▶ EXCERPTED RECORDS
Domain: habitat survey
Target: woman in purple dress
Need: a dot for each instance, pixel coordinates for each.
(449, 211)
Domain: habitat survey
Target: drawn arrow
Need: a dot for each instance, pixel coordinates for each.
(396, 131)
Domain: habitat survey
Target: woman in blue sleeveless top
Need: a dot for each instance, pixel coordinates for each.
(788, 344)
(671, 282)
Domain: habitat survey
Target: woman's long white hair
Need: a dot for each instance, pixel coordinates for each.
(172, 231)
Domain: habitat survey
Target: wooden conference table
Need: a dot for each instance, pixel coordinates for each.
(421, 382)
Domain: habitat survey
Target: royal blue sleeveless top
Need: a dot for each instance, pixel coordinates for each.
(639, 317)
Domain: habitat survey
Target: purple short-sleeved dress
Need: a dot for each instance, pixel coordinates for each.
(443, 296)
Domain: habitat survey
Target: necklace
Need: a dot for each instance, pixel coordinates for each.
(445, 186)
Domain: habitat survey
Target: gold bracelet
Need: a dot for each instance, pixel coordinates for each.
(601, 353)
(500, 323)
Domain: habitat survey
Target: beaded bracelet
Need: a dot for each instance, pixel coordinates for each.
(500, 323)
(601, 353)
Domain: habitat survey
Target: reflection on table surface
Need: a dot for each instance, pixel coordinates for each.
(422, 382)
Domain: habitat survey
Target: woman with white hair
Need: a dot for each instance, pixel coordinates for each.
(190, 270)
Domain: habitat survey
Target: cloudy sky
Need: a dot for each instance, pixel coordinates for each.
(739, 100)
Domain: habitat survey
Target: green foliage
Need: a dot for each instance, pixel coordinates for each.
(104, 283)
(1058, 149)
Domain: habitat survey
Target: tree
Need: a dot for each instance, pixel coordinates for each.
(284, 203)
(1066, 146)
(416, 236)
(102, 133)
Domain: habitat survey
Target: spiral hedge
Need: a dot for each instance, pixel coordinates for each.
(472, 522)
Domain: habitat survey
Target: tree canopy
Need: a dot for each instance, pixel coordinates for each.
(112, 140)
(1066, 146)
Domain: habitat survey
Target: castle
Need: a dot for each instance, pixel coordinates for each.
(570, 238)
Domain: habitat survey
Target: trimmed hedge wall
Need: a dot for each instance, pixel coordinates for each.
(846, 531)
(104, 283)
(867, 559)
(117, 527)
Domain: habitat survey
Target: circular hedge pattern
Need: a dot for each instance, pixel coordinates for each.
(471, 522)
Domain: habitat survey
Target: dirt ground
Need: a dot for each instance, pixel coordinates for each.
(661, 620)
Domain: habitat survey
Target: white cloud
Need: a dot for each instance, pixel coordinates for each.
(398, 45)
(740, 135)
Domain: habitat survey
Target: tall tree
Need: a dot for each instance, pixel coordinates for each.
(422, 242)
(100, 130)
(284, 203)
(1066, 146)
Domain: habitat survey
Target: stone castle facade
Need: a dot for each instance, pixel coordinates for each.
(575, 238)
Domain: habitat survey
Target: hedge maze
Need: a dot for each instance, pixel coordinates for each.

▶ TO BE DONE
Please repeat the listing above in full and exactly.

▶ SOLUTION TO THIS EXERCISE
Domain: habitat survey
Target: woman in purple dress
Need: a dot for each instance, pixel coordinates for each.
(449, 211)
Domain: habitat survey
Target: drawn arrow
Need: a dot for each instance, pixel coordinates for each.
(396, 131)
Domain: habitat survey
Target: woman in blue sleeveless top
Need: a dot for each instance, pixel coordinates for each.
(788, 344)
(671, 282)
Domain: habitat survey
Target: woman's long white hair
Need: a dot for each instance, pixel coordinates for each.
(172, 231)
Domain: habitat survey
Target: wooden conference table
Need: a dot for each instance, pixel coordinates for each.
(421, 382)
Domain: habitat survey
Target: royal blue sleeveless top
Need: a dot for each instance, pixel coordinates for each.
(639, 317)
Domain: habitat survey
Target: purple short-sleeved dress
Need: a dot for each instance, pixel coordinates for each.
(443, 296)
Domain: habitat survey
Target: necklace
Need: a dot for each instance, pixel coordinates for each.
(445, 186)
Domain: habitat survey
Target: gold bracelet
Need: a dot for each instance, pixel coordinates for each.
(601, 353)
(500, 323)
Domain: habitat survey
Target: beaded bracelet
Need: a dot for each instance, pixel coordinates for each.
(500, 323)
(601, 353)
Domain: habitat survey
Target: reflection on table surface
Need: a dot for each instance, pixel coordinates for each.
(422, 382)
Domain: habitat survey
Target: woman with white hair
Need: a dot for each instance, pixel coordinates for each.
(190, 270)
Domain: habitat survey
Target: cloudy sky
Need: a dot for each instance, pixel coordinates for each.
(739, 100)
Domain: habitat survey
Target: green foliage
Need: a dot for each instance, pixel coordinates for each.
(104, 283)
(1058, 149)
Domain: habitat survey
Target: tree
Need: a dot for each instance, pixel coordinates for each.
(284, 203)
(1066, 146)
(416, 236)
(102, 133)
Domain: habitat survey
Target: spiral hedge
Need: a dot for each instance, pixel coordinates for each.
(472, 522)
Domain: habitat survey
Target: tree canopy
Need: a dot for each instance, pixel coordinates for each.
(112, 140)
(1066, 146)
Domain: habitat survey
Target: castle
Need: a dot for each instance, pixel coordinates for each.
(570, 238)
Domain: habitat survey
Target: trimmed hedge wall
Need: a dot for each instance, pixel coordinates for each.
(846, 531)
(104, 283)
(867, 559)
(117, 527)
Domain: habitat survey
Target: circular hedge pattern
Need: a dot for each instance, pixel coordinates for each.
(471, 522)
Domain: habitat survey
Target: dirt ground
Need: a dot for each instance, pixel coordinates for each.
(661, 620)
Domain: habitat survey
Target: white cloud
Need: a dot for each instance, pixel coordinates for each.
(398, 45)
(740, 135)
Domain: habitat survey
Target: tall tree
Need: a dot for each instance, pixel coordinates for each.
(422, 242)
(100, 130)
(284, 203)
(1066, 146)
Domain: habitat survey
Target: stone castle facade
Need: a dot for each instance, pixel coordinates for each.
(575, 238)
Domain: habitat survey
Target: hedge maze
Need: a dot for each instance, pixel coordinates for each.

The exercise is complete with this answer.